## Exercise task A:
In the no-reward marker thread below, rewrite the paragraph beginning "The buzzer analogy hits home for me" more briefly, keeping its main facts.
## Exercise task B:
According to the no-reward marker thread below, what does KBLover sometimes say when Wally offers the wrong behavior and can't see KBLover turn away?
## Exercise task C:
Translate this sentence from the no-reward marker thread below into Spanish: "I don't consider it -P because nothing is being withdrawn."

The "cue for extinction" definition makes clear what the NRM is supposed to do, but it ignores the "marker" part as you point out. Also, can the absence of behavior be put on cue? I'm not clear on that. "leave it" is kind of like an absence of behavior, though it's usually more like a turn of the head than actually "leaving it". 

The definition you present makes sense in that you provide examples of real-life NRM. What doesn't make sense is that, if the NRM creates a change in behavior, it should by definition, fall into one of the 4 OC quadrants. To me, this definition of NRM is also contradictory. The latency example you provided does not work because it is an example of -R.


----------



## KBLover (Sep 9, 2008)

qingcong said:


> Using catinthehat's definition, I think that the NRM exists only in concept. Is it a concept that dogs can grasp? I don't know.


WAAAY late to this, but interesting discussion.

What I consider a "NRM" is if Wally and I are shaping (towards a specific goal, or if we are playing "guess the behavior I want" where he just offers stuff and I decide what I want that round, but if I'm just seeing what he might come up with to capture or what not, I don't do it), he offers the wrong behavior - I'll look away or sometimes say "nope" if he's doing something and can't see me (and, thus, can't see me turn my head). 

What he's supposed to do is...anything else but what he just did.

I don't consider it -P because nothing is being withdrawn. We're not stopping shaping. There's no reward being taken away. He just did something and...nothing happened. 

The buzzer analogy hits home for me because that's pretty much how I use it. I don't want to diminish him offering that behavior "globally", just...not NOW. If I wanted to punish him for something, it's something I want him to delete - in all situations. I can give no-reward markers whenever, it doesn't stop him from pawing things or picking things up (i.e. he'll offer it in a new situation just as readily as he did before) in general, just to this object, task, whatever. Wally is still 'pushing the button' to offer another 'answer'.

As for it being a lot of work - I don't know. All I know is it's how I communicate with him and he and I got in sync and he picks up what I mean and we run with it. 

Now whether or not it's "technically" a NRM really doesn't matter at the end of the day for me (not gonna make me throw it out or such). But I thought I'd just throw it out there and see what, if anything, sticks.


----------



## qingcong (Oct 26, 2009)

Yeah, I think that's about how most people understand and use the NRM. It makes sense in training that aside from markers & treats, we would want some other way to clue the dog when it's off track.

[Records in a dataset]
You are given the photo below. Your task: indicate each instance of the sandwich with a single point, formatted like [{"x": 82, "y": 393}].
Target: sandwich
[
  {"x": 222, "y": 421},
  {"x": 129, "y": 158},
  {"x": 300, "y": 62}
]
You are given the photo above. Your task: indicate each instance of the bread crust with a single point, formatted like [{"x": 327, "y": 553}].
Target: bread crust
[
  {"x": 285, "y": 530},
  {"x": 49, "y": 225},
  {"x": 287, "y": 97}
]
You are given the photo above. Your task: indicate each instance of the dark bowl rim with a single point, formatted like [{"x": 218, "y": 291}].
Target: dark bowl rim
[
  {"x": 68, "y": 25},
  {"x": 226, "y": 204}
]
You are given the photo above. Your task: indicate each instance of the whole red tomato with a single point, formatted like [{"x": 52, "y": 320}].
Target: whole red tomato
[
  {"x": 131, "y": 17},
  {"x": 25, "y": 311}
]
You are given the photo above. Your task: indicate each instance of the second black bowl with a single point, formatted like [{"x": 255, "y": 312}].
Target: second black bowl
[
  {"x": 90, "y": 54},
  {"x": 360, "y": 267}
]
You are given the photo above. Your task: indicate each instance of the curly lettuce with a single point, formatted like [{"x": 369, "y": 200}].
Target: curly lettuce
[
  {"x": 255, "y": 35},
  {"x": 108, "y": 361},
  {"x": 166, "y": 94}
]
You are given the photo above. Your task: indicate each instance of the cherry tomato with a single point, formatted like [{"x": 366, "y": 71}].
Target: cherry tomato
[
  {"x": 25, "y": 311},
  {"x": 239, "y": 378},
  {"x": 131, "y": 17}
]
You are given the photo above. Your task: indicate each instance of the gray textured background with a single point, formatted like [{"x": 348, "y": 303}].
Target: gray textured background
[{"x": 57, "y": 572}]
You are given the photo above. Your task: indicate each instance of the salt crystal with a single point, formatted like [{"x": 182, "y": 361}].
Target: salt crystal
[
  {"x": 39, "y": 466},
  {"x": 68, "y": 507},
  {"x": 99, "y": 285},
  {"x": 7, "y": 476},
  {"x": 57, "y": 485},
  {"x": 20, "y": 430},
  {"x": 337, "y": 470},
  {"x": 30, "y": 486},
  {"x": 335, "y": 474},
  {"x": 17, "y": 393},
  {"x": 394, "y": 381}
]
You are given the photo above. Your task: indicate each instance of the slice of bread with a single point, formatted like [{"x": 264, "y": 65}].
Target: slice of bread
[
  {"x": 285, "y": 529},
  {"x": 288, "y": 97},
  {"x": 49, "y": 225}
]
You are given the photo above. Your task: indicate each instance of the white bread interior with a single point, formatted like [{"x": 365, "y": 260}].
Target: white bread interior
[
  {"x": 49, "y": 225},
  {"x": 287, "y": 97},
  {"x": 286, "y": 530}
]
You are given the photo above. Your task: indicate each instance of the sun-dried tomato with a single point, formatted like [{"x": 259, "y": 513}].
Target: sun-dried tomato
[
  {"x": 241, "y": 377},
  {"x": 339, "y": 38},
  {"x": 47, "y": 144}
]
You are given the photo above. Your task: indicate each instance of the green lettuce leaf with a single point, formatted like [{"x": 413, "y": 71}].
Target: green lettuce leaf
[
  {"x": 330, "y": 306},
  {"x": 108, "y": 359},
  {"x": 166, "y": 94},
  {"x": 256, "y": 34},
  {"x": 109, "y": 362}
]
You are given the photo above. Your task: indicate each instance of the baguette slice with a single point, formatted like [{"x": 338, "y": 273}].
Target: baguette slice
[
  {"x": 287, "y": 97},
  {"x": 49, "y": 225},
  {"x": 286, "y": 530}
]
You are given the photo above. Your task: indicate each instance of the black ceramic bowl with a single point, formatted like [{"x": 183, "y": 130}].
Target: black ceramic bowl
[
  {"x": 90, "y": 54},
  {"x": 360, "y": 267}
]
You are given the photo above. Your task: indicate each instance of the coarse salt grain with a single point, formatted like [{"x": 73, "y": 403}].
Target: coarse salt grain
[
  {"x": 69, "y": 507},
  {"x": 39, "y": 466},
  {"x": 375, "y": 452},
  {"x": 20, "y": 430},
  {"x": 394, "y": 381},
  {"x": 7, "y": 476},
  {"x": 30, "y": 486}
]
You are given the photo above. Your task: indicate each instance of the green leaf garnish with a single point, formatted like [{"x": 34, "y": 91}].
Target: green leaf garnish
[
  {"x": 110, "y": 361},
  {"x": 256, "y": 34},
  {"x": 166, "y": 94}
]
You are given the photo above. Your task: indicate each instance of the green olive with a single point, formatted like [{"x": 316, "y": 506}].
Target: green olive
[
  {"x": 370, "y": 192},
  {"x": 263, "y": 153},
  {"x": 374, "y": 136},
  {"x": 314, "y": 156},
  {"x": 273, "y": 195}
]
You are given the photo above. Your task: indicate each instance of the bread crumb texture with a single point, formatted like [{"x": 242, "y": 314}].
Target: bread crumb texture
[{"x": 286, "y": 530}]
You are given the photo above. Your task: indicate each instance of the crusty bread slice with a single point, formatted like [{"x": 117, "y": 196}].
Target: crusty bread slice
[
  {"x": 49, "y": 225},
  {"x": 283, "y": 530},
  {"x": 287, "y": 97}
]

## Full solution A:
The buzzer analogy matches how the writer uses the no-reward marker: it is not meant to reduce a behavior "globally," only to say "not now." Punishment would be for something the writer wants Wally to drop in all situations. No-reward markers don't stop him from pawing or picking things up in general, only with the current object or task, and Wally keeps "pushing the button" to offer another "answer."

## Full solution B:
KBLover sometimes says "nope."

## Full solution C:
No lo considero -P porque no se está retirando nada.